Data to use
===

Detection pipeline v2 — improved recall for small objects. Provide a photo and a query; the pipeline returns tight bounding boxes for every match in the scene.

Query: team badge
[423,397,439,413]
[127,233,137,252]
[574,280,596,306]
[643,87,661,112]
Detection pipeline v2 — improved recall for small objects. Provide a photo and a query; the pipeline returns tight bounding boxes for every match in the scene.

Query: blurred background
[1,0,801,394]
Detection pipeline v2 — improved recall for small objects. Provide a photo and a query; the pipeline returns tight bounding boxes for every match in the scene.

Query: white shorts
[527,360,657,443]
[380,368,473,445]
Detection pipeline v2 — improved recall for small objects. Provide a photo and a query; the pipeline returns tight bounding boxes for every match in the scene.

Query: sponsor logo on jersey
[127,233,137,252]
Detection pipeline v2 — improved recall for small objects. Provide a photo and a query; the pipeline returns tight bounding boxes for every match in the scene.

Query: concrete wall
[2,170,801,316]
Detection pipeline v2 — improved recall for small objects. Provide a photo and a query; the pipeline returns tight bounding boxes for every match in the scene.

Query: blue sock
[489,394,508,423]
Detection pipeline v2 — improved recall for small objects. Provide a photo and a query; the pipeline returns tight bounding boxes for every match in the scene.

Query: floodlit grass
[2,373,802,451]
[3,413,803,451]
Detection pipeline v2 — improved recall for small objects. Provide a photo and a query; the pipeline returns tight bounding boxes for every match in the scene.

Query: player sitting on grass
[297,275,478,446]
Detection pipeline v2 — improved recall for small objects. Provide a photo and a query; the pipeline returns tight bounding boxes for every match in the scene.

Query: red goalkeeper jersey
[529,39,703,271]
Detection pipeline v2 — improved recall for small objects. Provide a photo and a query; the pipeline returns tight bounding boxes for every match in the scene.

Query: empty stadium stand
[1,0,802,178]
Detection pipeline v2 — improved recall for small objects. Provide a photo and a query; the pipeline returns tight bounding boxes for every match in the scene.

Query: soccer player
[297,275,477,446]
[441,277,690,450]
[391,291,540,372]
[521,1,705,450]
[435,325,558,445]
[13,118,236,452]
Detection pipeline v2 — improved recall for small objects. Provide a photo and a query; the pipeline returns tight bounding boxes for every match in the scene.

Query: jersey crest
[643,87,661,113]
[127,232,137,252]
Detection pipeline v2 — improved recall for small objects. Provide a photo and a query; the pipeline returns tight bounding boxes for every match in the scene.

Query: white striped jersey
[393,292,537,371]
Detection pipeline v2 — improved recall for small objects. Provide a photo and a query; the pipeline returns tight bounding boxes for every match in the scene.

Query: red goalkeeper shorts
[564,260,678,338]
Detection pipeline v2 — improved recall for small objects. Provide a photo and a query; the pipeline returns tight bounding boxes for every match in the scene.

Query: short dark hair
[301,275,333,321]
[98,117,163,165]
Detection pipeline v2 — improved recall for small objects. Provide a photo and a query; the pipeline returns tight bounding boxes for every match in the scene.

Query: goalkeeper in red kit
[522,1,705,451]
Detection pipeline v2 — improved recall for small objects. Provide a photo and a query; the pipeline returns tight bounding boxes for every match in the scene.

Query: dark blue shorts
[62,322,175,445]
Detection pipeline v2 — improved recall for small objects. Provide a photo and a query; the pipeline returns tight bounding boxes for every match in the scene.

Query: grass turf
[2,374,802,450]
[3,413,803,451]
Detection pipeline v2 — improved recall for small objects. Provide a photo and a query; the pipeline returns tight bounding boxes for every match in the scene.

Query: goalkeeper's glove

===

How to complete this task
All of the records should be transcribed exactly, with nothing left out.

Answer for the task
Detection pipeline v2 — improved recall for small objects. Provide a photo and a query; the pipeline returns tight bounding boxes for every match in the scene.

Query: team badge
[423,397,439,413]
[127,233,137,252]
[574,280,596,306]
[643,87,661,112]
Detection pipeline v2 — improved recall for small objects. Provide a photo and a query; the pipeline returns tight bounding boxes for every match in the scene.

Query: blurred background
[1,0,801,394]
Detection pipeline v2 — improved recall for small objects. Provide a photo and a query; the pipeline returns tight bounding boxes for every match in the scene.

Query: white shorts
[527,360,657,443]
[380,368,473,445]
Detection pipeline v2 — improved recall for small objects. Provide a photo and a query; the pipeline returns tight bounding boxes for every match in the scene.

Query: sponsor logo on jersey
[127,233,137,252]
Detection pipeline v2 — improved recall for small objects. Provide a photo and a query; the pipeline returns tight bounding boxes for every match in the scene.

Query: concrete wall
[2,170,801,316]
Detection pipeline v2 — improved recall for small objects. Provide a photo and a query; the pipeline returns tight bounding boxes for every match in the scene.

Query: blue sock
[489,394,508,423]
Detection pipeline v2 — improved recall for small objects. Provide a photo and a query; the pipeline returns tight bounding boxes for every match in the scene.

Query: floodlit grass
[2,373,802,451]
[3,413,803,451]
Detection pipeline v2 — improved recall for small objects. Provide a photo and a query; the pipeline returns tight bounding boxes for every match in the scene.

Query: player sitting on grass
[297,275,478,446]
Detection pipeline v2 — improved recall for small objects. Provide a photo and a query; the pipeline returns tight bounding boxes for every match in the scene.

Query: red goalkeeper jersey
[529,39,703,271]
Detection pipeline v2 — improved recall for small objects. Provide a photo and a query; the pipeline returns tight bounding boxes for every match in the scene.

Query: empty stadium stand
[1,0,802,178]
Detection pipeline v2 — improved recall for small objects. Provide a photo and a query; the pipeline returns tight bounding boxes for every match in the scene.

Query: soccer player
[297,275,477,446]
[441,277,690,450]
[391,291,540,372]
[521,1,705,450]
[435,325,558,445]
[13,118,236,452]
Detection pipeline v2 — improved recall for small objects. Provide a photo and a query; the pipeline returns tight bounding boxes for every match in the scene.

Query: jersey crest
[643,87,661,113]
[127,232,137,252]
Detection pipeline v2 — improved recall for small objects. Provide a photo and a query; the pipeline returns tight bounding boxes for every match in the scene.

Query: white striped jersey
[393,292,537,371]
Detection pipeline v2 — improved recall for small objects. Provide a photo and a query; the pipeline returns tight bounding boxes for every match in the scene.

Query: red goalkeeper shorts
[564,260,678,338]
Detection pipeline v2 — improved recall for small objects. Provide a photo and a query; the pipeline returns tight bounding boxes for every match in the scene.

Query: short dark hair
[301,275,333,321]
[98,117,163,165]
Detection pipeline v2 — improved recall for small objects. Provide a photo and a query; the pipeline returns tight bounding boxes for every match in the scene.

Query: goalkeeper in red kit
[522,1,705,451]
Detection pipeline v2 — improved recall for small objects. Provide a photo and a query; the pipeline returns tight bounding boxes for every match in the scene.

Query: dark blue shorts
[62,322,175,445]
Detection pipeline v2 — improved recall for small objects. Provide a photo and a query; the pipeline returns tight bounding boxes for every match in the scene.

Query: grass turf
[2,374,802,450]
[3,413,803,451]
Detection pipeline v2 — improved recall for small objects. Provide a photo and a query; the pipeline returns tight bounding boxes for every match in the scene.

Query: goalkeeper's glove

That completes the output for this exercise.